▶ **WHAT IS REQUIRED**: How many rows below contain the string "positive"? Reply with the number alone.

▶ **PROVIDED ENTRIES**:
*** Begin section ***

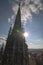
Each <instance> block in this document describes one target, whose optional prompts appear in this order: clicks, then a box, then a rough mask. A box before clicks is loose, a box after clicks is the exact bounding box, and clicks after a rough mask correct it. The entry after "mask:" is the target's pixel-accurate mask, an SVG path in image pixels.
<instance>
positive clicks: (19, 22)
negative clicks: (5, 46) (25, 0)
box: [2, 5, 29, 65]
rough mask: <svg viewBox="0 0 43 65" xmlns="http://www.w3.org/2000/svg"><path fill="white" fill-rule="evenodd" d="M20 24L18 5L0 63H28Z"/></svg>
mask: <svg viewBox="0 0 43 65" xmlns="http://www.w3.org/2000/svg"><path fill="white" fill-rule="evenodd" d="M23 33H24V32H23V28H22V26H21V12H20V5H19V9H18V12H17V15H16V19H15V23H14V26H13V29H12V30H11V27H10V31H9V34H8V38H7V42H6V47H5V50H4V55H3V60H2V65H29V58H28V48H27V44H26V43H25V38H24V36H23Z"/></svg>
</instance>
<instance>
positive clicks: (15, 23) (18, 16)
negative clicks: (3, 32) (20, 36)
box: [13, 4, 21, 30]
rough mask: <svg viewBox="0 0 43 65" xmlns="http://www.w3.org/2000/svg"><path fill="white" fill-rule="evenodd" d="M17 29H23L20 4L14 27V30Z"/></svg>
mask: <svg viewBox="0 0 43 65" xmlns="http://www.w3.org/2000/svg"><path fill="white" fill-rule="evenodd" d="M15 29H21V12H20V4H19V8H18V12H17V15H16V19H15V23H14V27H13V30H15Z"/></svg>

*** End section ***
*** Begin section ***

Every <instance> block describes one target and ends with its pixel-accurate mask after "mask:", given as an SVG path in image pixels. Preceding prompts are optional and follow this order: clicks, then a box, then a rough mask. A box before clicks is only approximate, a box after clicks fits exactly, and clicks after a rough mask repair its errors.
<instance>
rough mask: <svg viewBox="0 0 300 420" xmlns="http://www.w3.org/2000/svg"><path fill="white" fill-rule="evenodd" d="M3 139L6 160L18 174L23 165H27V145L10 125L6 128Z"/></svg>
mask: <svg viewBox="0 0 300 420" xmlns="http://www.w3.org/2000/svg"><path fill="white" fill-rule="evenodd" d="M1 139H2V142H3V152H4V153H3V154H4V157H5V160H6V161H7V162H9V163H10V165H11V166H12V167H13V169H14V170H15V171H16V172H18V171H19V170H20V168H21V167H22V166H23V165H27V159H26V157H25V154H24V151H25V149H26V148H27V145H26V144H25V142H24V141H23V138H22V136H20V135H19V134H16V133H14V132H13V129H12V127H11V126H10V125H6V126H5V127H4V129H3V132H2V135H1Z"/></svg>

*** End section ***
*** Begin section ***

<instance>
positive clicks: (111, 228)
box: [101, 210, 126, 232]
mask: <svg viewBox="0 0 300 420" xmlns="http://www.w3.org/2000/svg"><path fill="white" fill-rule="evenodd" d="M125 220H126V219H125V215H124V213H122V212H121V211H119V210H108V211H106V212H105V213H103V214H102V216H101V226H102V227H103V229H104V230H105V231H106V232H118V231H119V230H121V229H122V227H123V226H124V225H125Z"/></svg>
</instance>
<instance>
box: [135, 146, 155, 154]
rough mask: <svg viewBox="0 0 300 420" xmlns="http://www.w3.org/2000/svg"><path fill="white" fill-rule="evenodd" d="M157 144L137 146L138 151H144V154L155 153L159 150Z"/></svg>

*** End section ***

▶ **EXERCISE RESPONSE**: 3